Copy the lines from the one with "animal in distance." through the one with "118], [76, 116]]", swapping "cow nostril" for "cow muzzle" and leaving everything else unchanged.
═══ Exercise inputs ═══
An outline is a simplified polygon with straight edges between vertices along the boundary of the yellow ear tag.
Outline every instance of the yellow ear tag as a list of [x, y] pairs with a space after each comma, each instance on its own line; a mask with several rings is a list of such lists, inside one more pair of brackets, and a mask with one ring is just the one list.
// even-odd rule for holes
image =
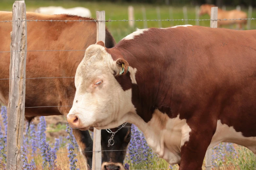
[[125, 68], [124, 67], [124, 64], [122, 64], [122, 70], [120, 70], [120, 72], [119, 73], [119, 74], [121, 75], [122, 73], [124, 73], [124, 72], [125, 71]]

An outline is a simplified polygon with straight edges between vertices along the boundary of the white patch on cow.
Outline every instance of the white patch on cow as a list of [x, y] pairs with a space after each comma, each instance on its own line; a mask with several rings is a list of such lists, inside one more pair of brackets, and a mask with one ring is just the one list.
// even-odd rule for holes
[[68, 8], [52, 6], [40, 7], [36, 9], [35, 12], [46, 15], [66, 14], [82, 17], [90, 18], [92, 16], [91, 11], [88, 9], [80, 7]]
[[131, 80], [131, 83], [132, 84], [137, 84], [137, 82], [136, 81], [135, 75], [136, 74], [136, 72], [137, 72], [137, 69], [136, 68], [133, 68], [130, 66], [129, 66], [128, 71], [130, 72], [130, 78]]
[[244, 137], [241, 132], [236, 132], [232, 126], [223, 124], [220, 120], [218, 120], [216, 132], [208, 149], [222, 142], [232, 142], [244, 146], [256, 154], [256, 137]]
[[171, 28], [177, 28], [178, 27], [188, 27], [188, 26], [192, 26], [192, 25], [176, 25], [176, 26], [174, 26], [173, 27], [172, 27]]
[[138, 35], [140, 34], [143, 34], [144, 31], [146, 31], [148, 30], [149, 29], [148, 28], [142, 29], [140, 29], [138, 28], [137, 28], [136, 31], [133, 32], [130, 34], [129, 34], [128, 35], [123, 38], [122, 39], [124, 40], [129, 40], [130, 39], [132, 39], [134, 38], [134, 36], [136, 35]]
[[130, 114], [127, 121], [135, 125], [142, 131], [149, 146], [158, 157], [171, 164], [179, 163], [180, 161], [181, 147], [189, 141], [191, 129], [186, 120], [180, 119], [179, 115], [170, 119], [158, 110], [155, 110], [155, 113], [156, 112], [161, 115], [162, 120], [165, 120], [163, 121], [165, 124], [160, 124], [161, 121], [159, 120], [159, 116], [155, 114], [147, 123], [134, 114], [133, 116]]
[[160, 29], [169, 29], [169, 28], [171, 28], [171, 27], [167, 27], [167, 28], [160, 28]]

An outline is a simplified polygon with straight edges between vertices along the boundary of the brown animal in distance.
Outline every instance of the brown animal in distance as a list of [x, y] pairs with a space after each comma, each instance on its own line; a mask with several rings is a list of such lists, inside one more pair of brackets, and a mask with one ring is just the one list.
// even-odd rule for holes
[[[200, 12], [199, 16], [205, 14], [207, 14], [211, 16], [211, 11], [212, 7], [214, 7], [216, 6], [205, 4], [203, 4], [200, 7]], [[223, 20], [224, 19], [245, 19], [247, 18], [247, 14], [244, 12], [234, 9], [230, 11], [223, 10], [219, 8], [218, 8], [218, 19]], [[243, 29], [243, 24], [245, 25], [247, 23], [247, 20], [234, 20], [227, 21], [218, 21], [218, 27], [224, 25], [230, 25], [236, 24], [238, 25], [239, 29]]]

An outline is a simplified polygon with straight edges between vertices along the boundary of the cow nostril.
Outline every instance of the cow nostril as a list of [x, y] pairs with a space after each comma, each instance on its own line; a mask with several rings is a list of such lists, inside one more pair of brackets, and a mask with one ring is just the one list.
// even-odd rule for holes
[[75, 117], [75, 118], [76, 119], [75, 119], [73, 121], [73, 122], [74, 122], [74, 123], [75, 123], [78, 121], [78, 118], [76, 116]]

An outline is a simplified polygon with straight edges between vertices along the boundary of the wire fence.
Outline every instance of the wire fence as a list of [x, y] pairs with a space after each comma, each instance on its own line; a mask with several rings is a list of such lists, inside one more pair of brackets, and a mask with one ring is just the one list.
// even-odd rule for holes
[[[103, 22], [115, 22], [115, 21], [119, 21], [119, 22], [126, 22], [126, 21], [181, 21], [182, 22], [184, 21], [229, 21], [229, 20], [254, 20], [256, 19], [254, 19], [253, 18], [247, 18], [247, 19], [241, 19], [241, 18], [238, 18], [238, 19], [203, 19], [203, 20], [198, 20], [198, 19], [186, 19], [184, 20], [183, 19], [165, 19], [165, 20], [111, 20], [110, 19], [108, 20], [13, 20], [13, 21], [0, 21], [0, 22], [20, 22], [20, 21], [27, 21], [28, 22], [32, 22], [32, 21], [35, 21], [36, 22], [41, 22], [41, 21], [47, 21], [47, 22], [73, 22], [73, 21], [77, 21], [77, 22], [99, 22], [99, 21], [103, 21]], [[43, 52], [43, 51], [85, 51], [85, 50], [26, 50], [25, 51], [26, 52], [35, 52], [35, 51], [37, 51], [37, 52]], [[6, 53], [6, 52], [20, 52], [19, 51], [0, 51], [0, 53]], [[38, 77], [38, 78], [0, 78], [0, 80], [10, 80], [10, 79], [46, 79], [46, 78], [75, 78], [75, 77]], [[43, 107], [72, 107], [72, 106], [31, 106], [31, 107], [24, 107], [24, 108], [43, 108]], [[16, 107], [6, 107], [6, 108], [7, 109], [9, 109], [10, 108], [16, 108]], [[2, 108], [1, 108], [1, 109], [2, 109]], [[125, 126], [123, 127], [123, 128], [131, 128], [132, 126]], [[117, 127], [121, 127], [121, 126]], [[93, 129], [93, 128], [92, 128], [92, 129]], [[71, 128], [72, 129], [77, 129], [78, 128]], [[45, 131], [45, 130], [64, 130], [66, 128], [43, 128], [43, 129], [24, 129], [24, 131], [32, 131], [32, 130], [36, 130], [36, 131], [40, 131], [40, 130], [43, 130], [43, 131]], [[7, 131], [0, 131], [1, 132], [9, 132], [9, 131], [15, 131], [16, 130], [7, 130]], [[107, 140], [107, 139], [106, 139]], [[238, 147], [239, 146], [233, 146], [233, 147]], [[225, 148], [226, 147], [227, 147], [226, 146], [217, 146], [215, 147], [218, 147], [219, 148]], [[108, 151], [108, 152], [112, 152], [112, 151], [135, 151], [135, 150], [152, 150], [152, 149], [124, 149], [124, 150], [94, 150], [94, 151], [74, 151], [74, 153], [84, 153], [84, 152], [105, 152], [105, 151]], [[57, 153], [57, 154], [68, 154], [69, 152], [47, 152], [47, 153], [48, 154], [53, 154], [53, 153]], [[45, 153], [44, 152], [39, 152], [39, 153], [27, 153], [27, 155], [36, 155], [36, 154], [45, 154]], [[0, 155], [0, 156], [3, 156], [4, 155], [5, 156], [9, 156], [9, 155], [15, 155], [14, 154], [9, 154], [9, 155], [6, 155], [6, 154], [1, 154]], [[237, 166], [239, 165], [243, 165], [243, 164], [242, 165], [238, 165], [238, 164], [236, 164], [236, 165], [215, 165], [215, 166], [212, 166], [211, 165], [210, 166], [211, 167], [230, 167], [230, 166]], [[202, 167], [204, 167], [204, 168], [207, 168], [208, 167], [209, 167], [209, 166], [202, 166]], [[179, 168], [178, 167], [173, 167], [171, 168], [171, 169], [178, 169]], [[154, 169], [170, 169], [170, 168], [154, 168], [154, 169], [132, 169], [132, 170], [154, 170]]]

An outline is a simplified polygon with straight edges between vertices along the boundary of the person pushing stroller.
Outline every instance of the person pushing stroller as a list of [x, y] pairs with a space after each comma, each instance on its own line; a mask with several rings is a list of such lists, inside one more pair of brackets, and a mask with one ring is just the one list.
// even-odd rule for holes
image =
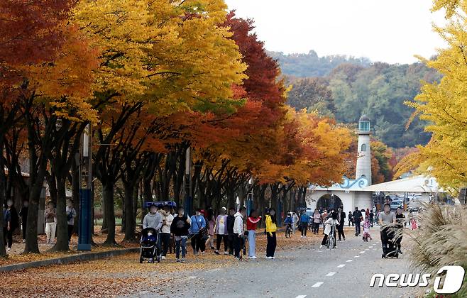
[[160, 233], [160, 228], [162, 228], [162, 215], [158, 212], [158, 207], [154, 204], [150, 205], [149, 207], [149, 213], [146, 214], [143, 219], [143, 231], [148, 228], [152, 228], [155, 231], [155, 235], [153, 235], [153, 236], [156, 239], [156, 254], [158, 260], [160, 259], [161, 255], [159, 233]]

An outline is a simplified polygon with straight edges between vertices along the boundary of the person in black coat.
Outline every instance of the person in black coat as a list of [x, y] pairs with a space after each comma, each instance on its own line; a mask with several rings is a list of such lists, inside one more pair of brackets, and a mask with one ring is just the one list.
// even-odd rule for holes
[[353, 223], [355, 224], [355, 236], [358, 236], [360, 235], [360, 223], [362, 219], [362, 214], [358, 210], [358, 207], [355, 207], [355, 211], [352, 214], [352, 216], [353, 217]]
[[[337, 233], [339, 234], [339, 241], [342, 239], [346, 240], [346, 236], [344, 234], [344, 225], [346, 221], [346, 213], [342, 209], [342, 206], [337, 209], [337, 220], [339, 222], [339, 226], [337, 226]], [[342, 236], [342, 238], [341, 238], [341, 236]]]
[[[178, 215], [173, 219], [170, 225], [170, 233], [173, 234], [175, 240], [175, 258], [177, 262], [185, 262], [187, 254], [187, 241], [191, 226], [189, 219], [185, 215], [185, 209], [178, 209]], [[180, 250], [182, 258], [180, 258]]]
[[26, 242], [26, 228], [28, 225], [28, 209], [29, 208], [29, 201], [25, 199], [23, 202], [23, 206], [19, 211], [19, 216], [21, 218], [21, 230], [23, 231], [23, 243]]
[[231, 207], [227, 216], [227, 236], [229, 243], [229, 255], [234, 255], [234, 224], [235, 224], [235, 209]]

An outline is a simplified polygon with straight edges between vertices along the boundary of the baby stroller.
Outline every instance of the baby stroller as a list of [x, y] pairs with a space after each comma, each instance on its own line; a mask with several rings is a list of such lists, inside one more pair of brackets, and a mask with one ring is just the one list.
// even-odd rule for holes
[[156, 233], [153, 228], [146, 228], [141, 231], [141, 241], [140, 242], [139, 263], [143, 260], [149, 260], [154, 263], [157, 260], [160, 263], [160, 253], [159, 245], [159, 233]]
[[381, 258], [399, 258], [399, 250], [396, 246], [396, 237], [395, 231], [390, 227], [384, 228], [381, 231], [382, 243], [383, 243], [383, 255]]

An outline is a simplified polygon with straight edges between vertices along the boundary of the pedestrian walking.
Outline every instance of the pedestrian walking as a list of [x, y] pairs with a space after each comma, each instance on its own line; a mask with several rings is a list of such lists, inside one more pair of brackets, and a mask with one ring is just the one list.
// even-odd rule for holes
═══
* _Worked answer_
An outline is a simplified polygon with straight edges between vertices along the boundary of the brown animal in distance.
Outline every instance of the brown animal in distance as a list of [x, y] pairs with a space after each comma, each instance on its own line; a mask with several rings is a list of such lists, inside one more pair of brackets, and a mask with one ring is just the one list.
// even-odd rule for holes
[[[200, 12], [199, 16], [205, 14], [207, 14], [211, 16], [211, 11], [212, 7], [214, 7], [216, 6], [205, 4], [203, 4], [200, 7]], [[223, 20], [224, 19], [245, 19], [247, 18], [247, 14], [244, 12], [234, 9], [230, 11], [223, 10], [219, 8], [218, 8], [218, 19]], [[243, 29], [243, 24], [245, 25], [247, 23], [247, 20], [234, 20], [227, 21], [218, 21], [218, 27], [224, 25], [230, 25], [236, 24], [238, 25], [239, 29]]]

An outline is a simplified polygon with straight edges between vertices along the boundary of the cow muzzle.
Outline every instance of the cow muzzle as a list of [x, y] pairs with a space after each comma, each instance on its own line; a mask with several rings is a list of such lists, inside one more pair of brackets, and a mask with one ring is just the one list.
// even-odd rule for holes
[[75, 117], [75, 118], [76, 119], [75, 119], [73, 121], [73, 122], [74, 122], [74, 123], [75, 123], [78, 121], [78, 118], [76, 116]]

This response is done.